EXERCISE TASK A: Identify every line of the listing that contains the word "pole", paying attention to case.

TEXT BLOCK:
[Start]
In connection with closing of the Transaction, Karora will spin-out certain assets to former Karora shareholders, being its shareholding in Kali, a 1% lithium royalty on certain mining interests held by Kali, the right to receive future payments related to the sale of the Dumont asset and cash of A$6 million (C$5 million(2) ) to a newly formed SpinCo. Under the Arrangement, Karora shareholders will receive 0.30 of a SpinCo share for each Karora Share held.

Strategic Rationale & Highlights

1. Creation of a leading mid-tier gold producer

   -- Top 5 Australian gold producer with a pro forma market capitalization of 
      A$2.2 billion (C$1.9 billion2).8 
 
   -- Positioned as one of the largest unhedged Australian gold producer 
      providing investors with full exposure to gold prices following 
      Transaction completion.9 
 
   -- Flexibility and optionality from a combined total of five (5) mills and 
      6.9Mtpa of processing capacity in Western Australia. 
 
   -- Significant exploration upside through highly prospective 3,200km2 land 
      package across two of Western Australia's most prolific goldfields. 
 
   -- Best-in-class team with extensive resources and complementary underground 
      mining and exploration expertise. 
 
   -- Tremendous platform for future organic growth and optionality over nickel 
      co-production at Beta Hunt. 

2. Diversified production in Tier 1 jurisdiction

   -- Diversification across four (4) production centres in Western Australia.
[End]
EXERCISE TASK B:
Using the Karora transaction passage, decide whether each statement agrees with it. Answer yes or no for each, and quote the words from the passage that settle it.
(i) Karora shareholders will receive 0.30 of a SpinCo share for each Karora Share they hold.
(ii) The combined company will have four mills in total.
(iii) The assets spun out to SpinCo include cash of A$6 million.

SUPPLIED MATERIAL:
[Start]
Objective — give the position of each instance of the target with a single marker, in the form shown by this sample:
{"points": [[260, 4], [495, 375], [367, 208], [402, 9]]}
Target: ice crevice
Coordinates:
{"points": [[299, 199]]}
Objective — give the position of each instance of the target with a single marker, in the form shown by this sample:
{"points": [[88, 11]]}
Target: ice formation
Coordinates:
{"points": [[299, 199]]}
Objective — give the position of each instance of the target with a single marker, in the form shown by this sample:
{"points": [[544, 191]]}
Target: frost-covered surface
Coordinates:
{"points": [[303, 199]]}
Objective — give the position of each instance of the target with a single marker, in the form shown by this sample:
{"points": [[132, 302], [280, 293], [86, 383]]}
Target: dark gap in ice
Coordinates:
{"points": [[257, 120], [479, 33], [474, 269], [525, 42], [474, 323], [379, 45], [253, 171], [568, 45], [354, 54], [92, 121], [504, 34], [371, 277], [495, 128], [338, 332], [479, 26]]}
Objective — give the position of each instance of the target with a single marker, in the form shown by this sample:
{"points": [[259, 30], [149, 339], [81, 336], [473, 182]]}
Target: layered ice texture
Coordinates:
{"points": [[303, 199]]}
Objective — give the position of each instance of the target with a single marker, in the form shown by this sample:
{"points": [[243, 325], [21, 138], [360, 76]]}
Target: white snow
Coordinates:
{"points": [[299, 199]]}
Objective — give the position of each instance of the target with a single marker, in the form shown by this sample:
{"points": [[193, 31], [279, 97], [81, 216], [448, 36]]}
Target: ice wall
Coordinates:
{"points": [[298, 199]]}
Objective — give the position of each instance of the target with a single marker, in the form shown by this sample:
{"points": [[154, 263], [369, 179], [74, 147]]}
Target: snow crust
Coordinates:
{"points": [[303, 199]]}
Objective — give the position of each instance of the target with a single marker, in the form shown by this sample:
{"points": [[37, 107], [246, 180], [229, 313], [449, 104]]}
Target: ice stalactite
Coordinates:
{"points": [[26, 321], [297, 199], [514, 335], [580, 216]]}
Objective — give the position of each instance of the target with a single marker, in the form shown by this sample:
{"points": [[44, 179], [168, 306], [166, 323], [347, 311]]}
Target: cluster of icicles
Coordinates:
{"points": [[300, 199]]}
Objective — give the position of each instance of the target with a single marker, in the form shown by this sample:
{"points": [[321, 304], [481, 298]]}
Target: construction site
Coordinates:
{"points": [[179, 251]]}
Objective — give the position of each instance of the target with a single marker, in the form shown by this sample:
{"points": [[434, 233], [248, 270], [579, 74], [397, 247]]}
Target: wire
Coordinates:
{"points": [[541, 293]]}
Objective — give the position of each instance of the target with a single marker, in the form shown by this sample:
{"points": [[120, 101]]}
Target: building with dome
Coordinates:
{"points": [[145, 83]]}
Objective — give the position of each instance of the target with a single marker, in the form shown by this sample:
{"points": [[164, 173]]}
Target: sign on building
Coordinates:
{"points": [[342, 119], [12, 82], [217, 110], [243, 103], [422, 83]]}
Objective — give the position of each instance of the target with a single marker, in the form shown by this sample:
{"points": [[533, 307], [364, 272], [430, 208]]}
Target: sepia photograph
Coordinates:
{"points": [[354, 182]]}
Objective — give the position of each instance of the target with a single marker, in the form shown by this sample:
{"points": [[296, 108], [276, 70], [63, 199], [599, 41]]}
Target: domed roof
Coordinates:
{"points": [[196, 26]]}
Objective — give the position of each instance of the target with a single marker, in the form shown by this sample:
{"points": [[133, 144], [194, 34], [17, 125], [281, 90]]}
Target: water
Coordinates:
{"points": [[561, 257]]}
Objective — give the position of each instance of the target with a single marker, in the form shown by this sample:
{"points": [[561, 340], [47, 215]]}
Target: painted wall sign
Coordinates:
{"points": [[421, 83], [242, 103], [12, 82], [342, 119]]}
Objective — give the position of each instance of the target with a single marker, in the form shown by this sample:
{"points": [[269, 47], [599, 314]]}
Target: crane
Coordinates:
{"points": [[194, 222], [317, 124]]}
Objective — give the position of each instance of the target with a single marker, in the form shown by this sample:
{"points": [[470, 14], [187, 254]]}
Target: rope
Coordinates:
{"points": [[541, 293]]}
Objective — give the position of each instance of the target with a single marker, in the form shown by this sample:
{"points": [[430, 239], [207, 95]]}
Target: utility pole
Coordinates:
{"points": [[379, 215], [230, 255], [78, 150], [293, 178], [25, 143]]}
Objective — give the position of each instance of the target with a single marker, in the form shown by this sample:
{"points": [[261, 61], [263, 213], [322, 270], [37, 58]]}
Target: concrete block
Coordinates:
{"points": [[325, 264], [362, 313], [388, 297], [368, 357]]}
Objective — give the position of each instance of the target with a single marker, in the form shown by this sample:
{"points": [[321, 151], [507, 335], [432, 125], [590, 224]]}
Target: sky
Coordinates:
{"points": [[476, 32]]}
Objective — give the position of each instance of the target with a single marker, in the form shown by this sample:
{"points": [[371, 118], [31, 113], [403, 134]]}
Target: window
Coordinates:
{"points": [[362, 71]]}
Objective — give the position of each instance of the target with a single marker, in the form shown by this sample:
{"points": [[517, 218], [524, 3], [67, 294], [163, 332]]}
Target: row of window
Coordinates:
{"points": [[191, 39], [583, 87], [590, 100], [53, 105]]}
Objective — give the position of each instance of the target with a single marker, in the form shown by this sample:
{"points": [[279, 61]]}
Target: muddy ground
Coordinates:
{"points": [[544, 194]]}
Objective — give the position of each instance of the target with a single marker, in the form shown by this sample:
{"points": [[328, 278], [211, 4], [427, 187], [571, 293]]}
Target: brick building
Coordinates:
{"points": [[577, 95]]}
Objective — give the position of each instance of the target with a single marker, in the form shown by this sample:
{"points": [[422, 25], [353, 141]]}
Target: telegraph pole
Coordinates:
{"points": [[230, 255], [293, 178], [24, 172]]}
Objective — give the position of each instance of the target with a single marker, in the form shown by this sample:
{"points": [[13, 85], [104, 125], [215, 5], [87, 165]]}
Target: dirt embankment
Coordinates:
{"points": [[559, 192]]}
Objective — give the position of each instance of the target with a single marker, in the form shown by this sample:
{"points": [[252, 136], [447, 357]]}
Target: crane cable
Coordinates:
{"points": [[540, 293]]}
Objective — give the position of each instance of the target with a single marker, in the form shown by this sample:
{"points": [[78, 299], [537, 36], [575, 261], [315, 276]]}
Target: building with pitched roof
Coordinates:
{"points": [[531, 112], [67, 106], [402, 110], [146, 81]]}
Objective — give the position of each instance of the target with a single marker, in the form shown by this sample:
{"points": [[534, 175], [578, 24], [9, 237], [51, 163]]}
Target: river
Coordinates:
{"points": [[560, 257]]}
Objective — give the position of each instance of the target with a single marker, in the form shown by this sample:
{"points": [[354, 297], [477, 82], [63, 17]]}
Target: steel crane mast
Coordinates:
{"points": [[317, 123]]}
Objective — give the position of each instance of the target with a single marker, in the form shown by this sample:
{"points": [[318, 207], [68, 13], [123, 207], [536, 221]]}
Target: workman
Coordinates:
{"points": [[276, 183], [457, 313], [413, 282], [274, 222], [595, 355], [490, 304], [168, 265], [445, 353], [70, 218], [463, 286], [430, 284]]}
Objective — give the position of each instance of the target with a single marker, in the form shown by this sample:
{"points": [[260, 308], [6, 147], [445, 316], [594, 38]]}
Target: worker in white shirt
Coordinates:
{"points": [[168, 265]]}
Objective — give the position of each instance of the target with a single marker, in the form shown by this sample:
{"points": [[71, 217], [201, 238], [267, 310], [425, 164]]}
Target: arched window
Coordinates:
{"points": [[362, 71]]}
[End]
EXPECTED ANSWER A:
Target: utility pole
Target: telegraph pole

EXPECTED ANSWER B:
(i) Yes: "Karora shareholders will receive 0.30 of a SpinCo share for each Karora Share held"
(ii) No: "a combined total of five (5) mills"
(iii) Yes: "cash of A$6 million"